** Start **

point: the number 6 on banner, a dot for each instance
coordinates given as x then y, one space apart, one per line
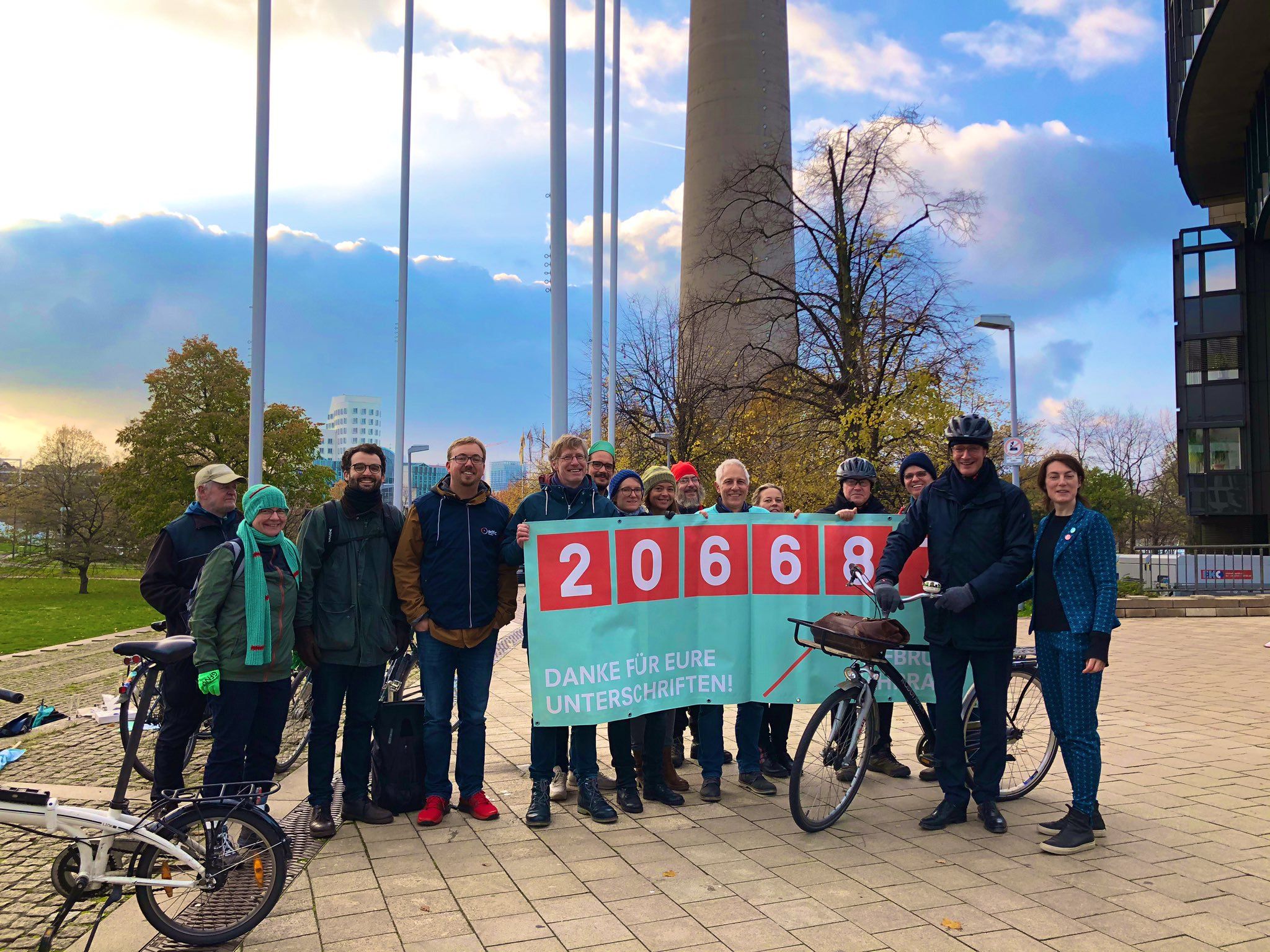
573 570
648 565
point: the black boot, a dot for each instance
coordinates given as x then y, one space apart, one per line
628 799
591 801
1076 835
540 805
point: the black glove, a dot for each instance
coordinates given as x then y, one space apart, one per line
306 646
957 599
888 597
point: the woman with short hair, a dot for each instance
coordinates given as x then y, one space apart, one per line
1073 593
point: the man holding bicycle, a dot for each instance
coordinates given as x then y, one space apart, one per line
980 536
174 563
349 625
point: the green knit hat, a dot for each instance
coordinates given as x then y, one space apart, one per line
654 475
602 446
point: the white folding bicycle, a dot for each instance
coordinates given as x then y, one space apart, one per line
207 865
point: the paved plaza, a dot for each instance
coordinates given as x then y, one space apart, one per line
1185 863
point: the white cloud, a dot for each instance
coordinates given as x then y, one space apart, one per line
1081 38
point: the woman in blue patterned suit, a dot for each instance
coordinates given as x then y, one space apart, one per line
1073 591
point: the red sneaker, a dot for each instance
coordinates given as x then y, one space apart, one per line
433 809
479 806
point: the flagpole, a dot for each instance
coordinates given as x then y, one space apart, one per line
403 461
613 230
259 247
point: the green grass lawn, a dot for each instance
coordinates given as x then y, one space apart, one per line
38 612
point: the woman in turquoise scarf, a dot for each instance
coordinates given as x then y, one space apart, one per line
242 622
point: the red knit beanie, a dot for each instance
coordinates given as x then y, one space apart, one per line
683 469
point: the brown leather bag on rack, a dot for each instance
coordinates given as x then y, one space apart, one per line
855 637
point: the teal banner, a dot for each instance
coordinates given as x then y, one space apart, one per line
638 615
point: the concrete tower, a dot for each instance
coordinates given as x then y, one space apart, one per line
738 108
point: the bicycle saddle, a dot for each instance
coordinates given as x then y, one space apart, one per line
163 651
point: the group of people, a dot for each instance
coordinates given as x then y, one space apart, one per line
365 575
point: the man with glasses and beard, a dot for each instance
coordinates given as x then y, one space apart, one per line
349 625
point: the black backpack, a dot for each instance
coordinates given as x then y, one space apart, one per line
398 762
331 516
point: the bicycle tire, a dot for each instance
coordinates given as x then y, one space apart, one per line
144 763
200 822
1025 716
831 754
299 724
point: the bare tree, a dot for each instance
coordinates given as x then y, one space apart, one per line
69 499
877 327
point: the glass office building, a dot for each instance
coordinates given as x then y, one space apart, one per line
1219 74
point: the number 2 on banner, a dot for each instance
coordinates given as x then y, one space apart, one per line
846 546
786 560
573 570
648 565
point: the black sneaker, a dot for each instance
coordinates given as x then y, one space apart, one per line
758 783
540 805
1054 827
884 762
628 800
1076 835
771 767
591 801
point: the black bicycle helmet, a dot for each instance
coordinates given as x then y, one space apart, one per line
968 428
856 469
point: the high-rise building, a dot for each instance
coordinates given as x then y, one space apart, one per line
1219 70
738 113
352 419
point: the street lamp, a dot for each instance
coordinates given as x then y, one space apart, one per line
1003 322
666 438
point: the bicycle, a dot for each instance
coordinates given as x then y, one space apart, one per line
207 871
295 735
832 756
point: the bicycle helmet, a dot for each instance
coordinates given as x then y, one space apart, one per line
968 428
856 469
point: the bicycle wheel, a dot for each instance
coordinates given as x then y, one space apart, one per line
145 760
831 759
295 731
1030 744
246 873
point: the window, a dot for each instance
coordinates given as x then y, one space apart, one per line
1223 450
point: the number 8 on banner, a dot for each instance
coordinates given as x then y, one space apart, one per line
573 570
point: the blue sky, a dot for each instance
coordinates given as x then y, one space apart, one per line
126 203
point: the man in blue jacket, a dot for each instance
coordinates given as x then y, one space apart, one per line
980 536
568 494
456 593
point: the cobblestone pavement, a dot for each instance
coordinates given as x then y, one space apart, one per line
1185 865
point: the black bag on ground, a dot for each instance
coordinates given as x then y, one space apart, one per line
398 763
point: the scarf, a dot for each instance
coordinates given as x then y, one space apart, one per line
259 645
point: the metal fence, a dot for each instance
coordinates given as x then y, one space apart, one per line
1198 570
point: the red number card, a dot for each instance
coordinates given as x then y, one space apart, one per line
648 565
716 562
786 560
573 570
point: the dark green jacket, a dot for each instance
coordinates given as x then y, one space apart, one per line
219 620
350 601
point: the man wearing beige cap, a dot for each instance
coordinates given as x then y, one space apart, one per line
172 569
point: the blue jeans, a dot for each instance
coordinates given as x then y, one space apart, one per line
750 719
1072 705
438 667
248 719
356 691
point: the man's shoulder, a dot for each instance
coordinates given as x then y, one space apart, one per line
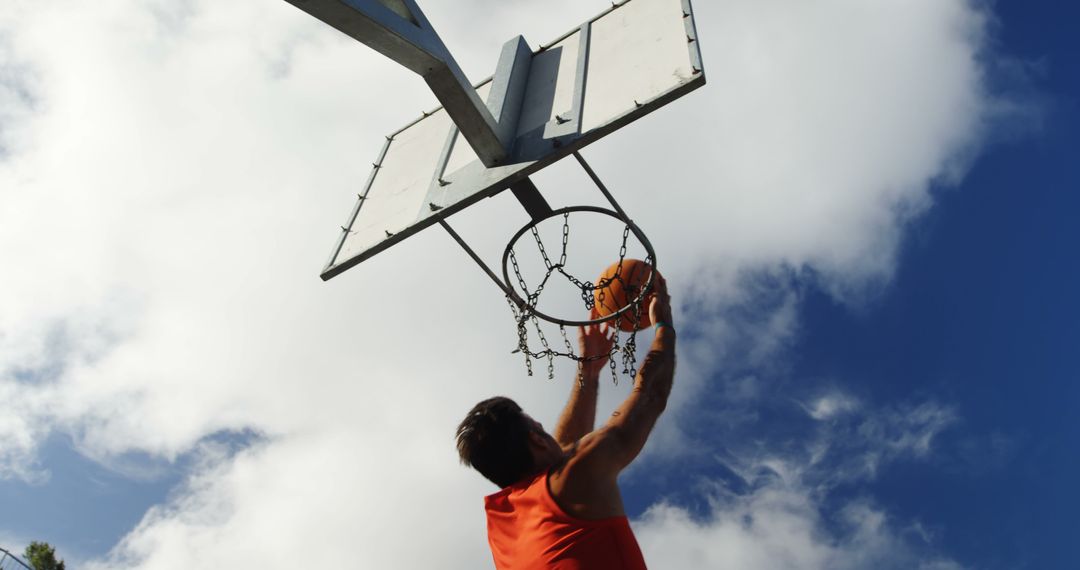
584 485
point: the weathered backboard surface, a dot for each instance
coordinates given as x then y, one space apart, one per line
625 63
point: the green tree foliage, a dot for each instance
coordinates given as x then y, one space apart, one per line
41 556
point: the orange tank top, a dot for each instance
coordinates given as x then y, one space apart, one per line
527 530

** End **

_Objective:_
Output each line of the listing above, word for word, from the one holding "point: the man's" through the last line, both included; omit the pictures.

_Task answer:_
point: the man's shoulder, a dot for each instance
coordinates given as x then y, one space apart, one per line
584 485
point: the weathered backboard surface, a dot for each instance
coordinates given as x then y, one space apart, one per line
625 63
point: the green tree foliage, a dot for each instance
coordinates given as x then y, one space apart, one per line
41 556
point: the orange tank top, a dot for each instance
coordinates given as x then y, one space apart, one per line
527 530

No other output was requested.